╭─ Records supplied
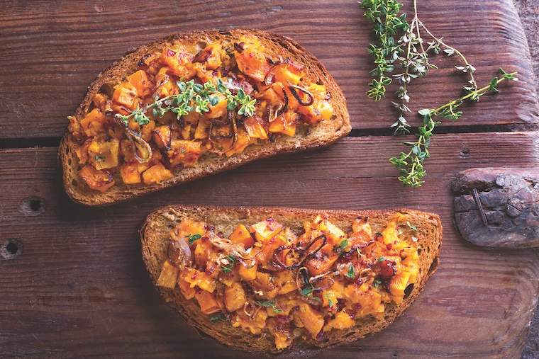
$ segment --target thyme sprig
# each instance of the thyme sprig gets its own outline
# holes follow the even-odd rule
[[[432,39],[432,41],[427,42],[428,46],[426,48],[421,37],[422,31]],[[399,83],[399,89],[395,92],[395,96],[399,101],[393,103],[399,114],[396,121],[391,125],[392,127],[395,127],[395,135],[402,135],[410,132],[410,125],[406,120],[406,113],[411,113],[407,106],[410,101],[408,85],[413,79],[424,77],[429,69],[438,68],[429,62],[429,54],[438,55],[442,50],[448,57],[456,54],[460,58],[463,66],[455,66],[455,69],[468,76],[469,85],[465,86],[464,89],[467,93],[477,89],[477,84],[474,76],[475,67],[468,62],[460,51],[445,43],[443,38],[434,35],[423,23],[418,16],[417,0],[413,0],[413,18],[398,43],[405,47],[406,50],[404,56],[399,56],[398,58],[399,64],[403,69],[403,72],[393,75]]]
[[[377,39],[377,43],[370,44],[368,49],[376,67],[370,72],[373,79],[367,96],[379,101],[391,83],[387,74],[394,69],[393,63],[402,52],[402,44],[397,43],[394,36],[408,28],[406,16],[399,15],[402,4],[396,0],[363,0],[360,6],[365,11],[365,16],[374,23],[373,31]]]
[[[427,174],[423,163],[430,156],[428,147],[435,127],[442,123],[436,121],[435,118],[443,118],[456,121],[462,115],[462,112],[457,108],[466,101],[479,101],[479,98],[487,93],[497,93],[498,85],[505,80],[518,81],[516,72],[508,73],[503,69],[499,69],[500,76],[493,78],[488,85],[480,89],[470,91],[467,95],[451,101],[437,108],[423,108],[418,111],[423,116],[423,126],[418,127],[419,134],[414,142],[404,142],[410,147],[408,152],[401,152],[399,156],[389,159],[400,171],[399,181],[406,186],[420,187],[423,178]]]
[[[204,113],[209,112],[210,105],[216,106],[219,102],[218,94],[226,98],[227,109],[233,110],[238,108],[238,114],[245,116],[252,116],[255,113],[256,99],[245,93],[243,89],[239,89],[235,95],[233,95],[228,86],[221,79],[217,79],[217,86],[211,81],[204,84],[197,84],[194,80],[187,82],[177,81],[176,83],[179,92],[161,98],[156,96],[155,101],[142,108],[133,110],[128,115],[116,114],[121,122],[128,126],[129,119],[133,118],[135,122],[140,125],[150,122],[150,118],[146,115],[149,110],[155,118],[161,118],[167,112],[176,113],[178,120],[190,112]]]

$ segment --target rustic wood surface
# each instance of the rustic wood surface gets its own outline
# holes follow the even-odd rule
[[[409,10],[409,1],[406,10]],[[480,82],[499,67],[521,81],[467,106],[445,132],[533,129],[538,108],[526,38],[511,0],[420,3],[424,21],[459,47]],[[128,50],[181,31],[256,27],[293,37],[324,63],[348,99],[352,135],[388,135],[389,101],[367,101],[371,25],[355,1],[3,1],[0,12],[0,358],[250,358],[201,339],[162,302],[136,231],[170,203],[312,208],[409,207],[439,213],[441,266],[387,330],[353,345],[286,357],[518,357],[537,302],[539,254],[484,250],[451,224],[449,183],[475,166],[533,167],[535,132],[438,135],[428,183],[404,188],[387,163],[402,139],[356,137],[309,154],[261,161],[155,195],[87,209],[64,194],[52,146],[97,74]],[[452,59],[411,89],[431,107],[464,80]],[[414,119],[416,121],[417,119]],[[501,125],[489,127],[487,125]],[[455,127],[456,126],[456,127]],[[368,131],[362,131],[369,130]],[[280,358],[280,357],[279,357]]]
[[[70,202],[57,179],[55,148],[1,150],[0,232],[23,250],[0,261],[0,357],[251,357],[199,339],[161,302],[145,272],[137,228],[151,209],[174,203],[406,206],[439,213],[441,266],[406,314],[353,345],[301,354],[518,356],[535,304],[539,256],[484,250],[460,239],[451,225],[449,183],[452,173],[494,161],[537,165],[539,139],[518,132],[440,135],[428,181],[414,190],[404,188],[387,163],[399,141],[348,137],[326,149],[260,161],[104,209]]]
[[[539,91],[539,0],[515,0],[522,27],[528,39],[531,55],[531,63],[535,75],[535,91]],[[523,359],[539,358],[539,310],[530,326],[526,345],[522,353]]]
[[[403,1],[409,11],[411,1]],[[462,121],[448,125],[537,123],[535,85],[526,37],[511,0],[420,1],[432,31],[462,50],[479,84],[499,67],[522,81],[497,99],[466,106]],[[182,31],[256,27],[293,37],[317,56],[348,98],[356,129],[386,129],[394,113],[388,102],[366,101],[372,59],[365,48],[372,24],[357,1],[13,1],[0,13],[0,139],[60,136],[88,84],[128,50]],[[435,107],[459,94],[456,58],[439,56],[428,81],[411,93],[411,107]],[[504,86],[501,86],[502,88]],[[485,108],[489,108],[485,111]],[[493,114],[496,113],[496,116]],[[413,116],[412,116],[413,117]],[[413,118],[413,122],[418,121]]]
╰─
Task statement
Copy out each line from the rows above that contains the word "segment", keeping every line unchanged.

Output for this task
$ segment --target thyme sprig
$ segment --target rustic wood surface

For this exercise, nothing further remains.